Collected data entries
┌────────

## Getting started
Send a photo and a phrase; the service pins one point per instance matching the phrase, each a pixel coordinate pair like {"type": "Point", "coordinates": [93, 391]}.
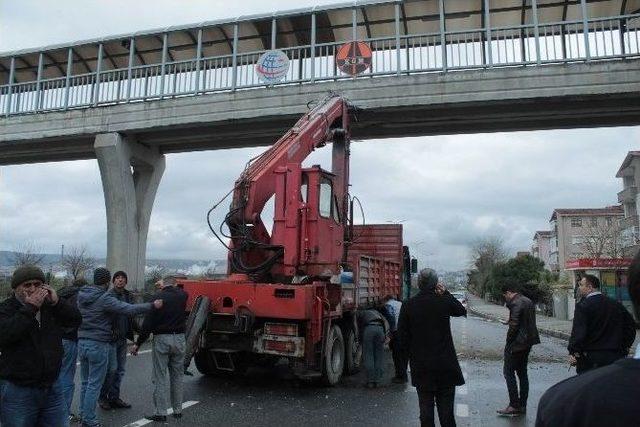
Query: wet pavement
{"type": "Point", "coordinates": [274, 398]}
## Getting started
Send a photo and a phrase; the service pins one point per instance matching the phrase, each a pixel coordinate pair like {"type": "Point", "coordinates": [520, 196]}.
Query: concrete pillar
{"type": "Point", "coordinates": [130, 175]}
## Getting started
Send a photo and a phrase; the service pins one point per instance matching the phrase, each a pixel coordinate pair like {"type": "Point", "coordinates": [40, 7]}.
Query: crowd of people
{"type": "Point", "coordinates": [45, 334]}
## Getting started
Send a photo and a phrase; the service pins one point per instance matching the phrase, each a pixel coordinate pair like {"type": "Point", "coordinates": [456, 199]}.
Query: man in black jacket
{"type": "Point", "coordinates": [31, 322]}
{"type": "Point", "coordinates": [521, 336]}
{"type": "Point", "coordinates": [604, 396]}
{"type": "Point", "coordinates": [167, 326]}
{"type": "Point", "coordinates": [603, 330]}
{"type": "Point", "coordinates": [424, 335]}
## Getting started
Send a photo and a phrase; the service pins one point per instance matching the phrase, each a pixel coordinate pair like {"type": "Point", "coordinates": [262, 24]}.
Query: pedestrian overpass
{"type": "Point", "coordinates": [436, 67]}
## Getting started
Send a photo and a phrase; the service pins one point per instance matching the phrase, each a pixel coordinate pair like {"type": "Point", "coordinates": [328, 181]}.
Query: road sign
{"type": "Point", "coordinates": [272, 66]}
{"type": "Point", "coordinates": [354, 58]}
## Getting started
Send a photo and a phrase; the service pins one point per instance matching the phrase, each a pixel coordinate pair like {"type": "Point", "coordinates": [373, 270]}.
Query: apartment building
{"type": "Point", "coordinates": [629, 172]}
{"type": "Point", "coordinates": [574, 229]}
{"type": "Point", "coordinates": [541, 249]}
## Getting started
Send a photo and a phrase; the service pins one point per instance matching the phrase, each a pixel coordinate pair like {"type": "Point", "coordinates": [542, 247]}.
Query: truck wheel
{"type": "Point", "coordinates": [194, 325]}
{"type": "Point", "coordinates": [353, 353]}
{"type": "Point", "coordinates": [333, 363]}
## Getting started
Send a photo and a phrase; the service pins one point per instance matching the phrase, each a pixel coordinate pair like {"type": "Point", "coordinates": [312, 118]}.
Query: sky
{"type": "Point", "coordinates": [446, 191]}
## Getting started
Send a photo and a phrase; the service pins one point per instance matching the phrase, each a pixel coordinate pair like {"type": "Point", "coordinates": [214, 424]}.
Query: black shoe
{"type": "Point", "coordinates": [104, 404]}
{"type": "Point", "coordinates": [119, 403]}
{"type": "Point", "coordinates": [157, 418]}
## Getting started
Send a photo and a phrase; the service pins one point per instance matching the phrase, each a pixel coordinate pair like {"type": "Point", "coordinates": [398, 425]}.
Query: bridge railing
{"type": "Point", "coordinates": [610, 38]}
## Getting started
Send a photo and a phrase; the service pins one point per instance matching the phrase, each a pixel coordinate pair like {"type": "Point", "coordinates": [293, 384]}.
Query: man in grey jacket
{"type": "Point", "coordinates": [97, 307]}
{"type": "Point", "coordinates": [521, 336]}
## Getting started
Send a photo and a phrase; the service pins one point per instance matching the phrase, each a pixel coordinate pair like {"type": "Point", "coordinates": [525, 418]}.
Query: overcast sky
{"type": "Point", "coordinates": [447, 191]}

└────────

**Task requirements**:
The entries above need to be repeated in full, word for word. Skip the images.

**Solution for this exercise**:
## Getting started
Send a photo and a phrase; the service pins one point per instance matching the phrase, each a pixel coordinate pair like {"type": "Point", "coordinates": [93, 391]}.
Query: wet pavement
{"type": "Point", "coordinates": [274, 398]}
## Getting started
Send a photo and a phrase; the service pins one point per instance matching the phrase, each a pixel coordinate pair like {"type": "Point", "coordinates": [520, 196]}.
Query: concrete pillar
{"type": "Point", "coordinates": [130, 175]}
## Getting started
Send a photo and a phrase; the service pins one point per instance matching the phrase, each a pixel coordinate pair like {"type": "Point", "coordinates": [40, 7]}.
Query: crowd of people
{"type": "Point", "coordinates": [45, 334]}
## Getting started
Send a photo and a phrase; the service pins one point per instance matching the phrase, each a pixel coordinate pair like {"type": "Point", "coordinates": [456, 199]}.
Query: man in black jacket
{"type": "Point", "coordinates": [31, 322]}
{"type": "Point", "coordinates": [521, 336]}
{"type": "Point", "coordinates": [604, 396]}
{"type": "Point", "coordinates": [167, 326]}
{"type": "Point", "coordinates": [603, 330]}
{"type": "Point", "coordinates": [424, 335]}
## Getting started
Send a photo and a phrase; the service pins one point per instance matching the phrase, each a pixel coordinate pair like {"type": "Point", "coordinates": [262, 24]}.
Query: pedestrian overpass
{"type": "Point", "coordinates": [436, 67]}
## Getting started
Send a photo and a phrase; the service pins one point per instance matching the phrase, each a pixel coordinate pair like {"type": "Point", "coordinates": [328, 181]}.
Query: road sign
{"type": "Point", "coordinates": [272, 66]}
{"type": "Point", "coordinates": [354, 58]}
## Getting started
Send a photo and a phrase; the service pins one point per instance matching the phrase, each a pixel coordinate pair like {"type": "Point", "coordinates": [373, 270]}.
Query: apartment building
{"type": "Point", "coordinates": [629, 172]}
{"type": "Point", "coordinates": [574, 229]}
{"type": "Point", "coordinates": [541, 249]}
## Getting started
Send a photo and a phrase; the service pins one point per instance matching the phrase, each a pixel coordinate pair like {"type": "Point", "coordinates": [542, 247]}.
Query: truck wheel
{"type": "Point", "coordinates": [194, 325]}
{"type": "Point", "coordinates": [353, 353]}
{"type": "Point", "coordinates": [333, 363]}
## Getting started
Send a photo and a phrase; the service pins one point per instance matching the phrase, each a pixel coordinate pair like {"type": "Point", "coordinates": [312, 118]}.
Query: sky
{"type": "Point", "coordinates": [446, 191]}
## Getting started
Send a photo and a phrase; the service pins one point per instance matching the phrase, each a pixel coordinate pair like {"type": "Point", "coordinates": [214, 424]}.
Query: black shoe
{"type": "Point", "coordinates": [104, 404]}
{"type": "Point", "coordinates": [119, 403]}
{"type": "Point", "coordinates": [157, 418]}
## Getting started
Send a photo and a phrase; the service pins one point per instance matching the phrase, each a pixel coordinate pair like {"type": "Point", "coordinates": [398, 425]}.
Query: bridge railing
{"type": "Point", "coordinates": [610, 38]}
## Getting started
Send a photo and a phrase; the service pins one point per instance matching the phrase, each a pixel coordinate pair like {"type": "Point", "coordinates": [293, 384]}.
Query: man in grey jacket
{"type": "Point", "coordinates": [97, 307]}
{"type": "Point", "coordinates": [521, 336]}
## Getting started
Send a photo and a phrase; the service pins one point per instance matching the phrase, each a pixel coordinate pair like {"type": "Point", "coordinates": [525, 418]}.
Query: overcast sky
{"type": "Point", "coordinates": [447, 191]}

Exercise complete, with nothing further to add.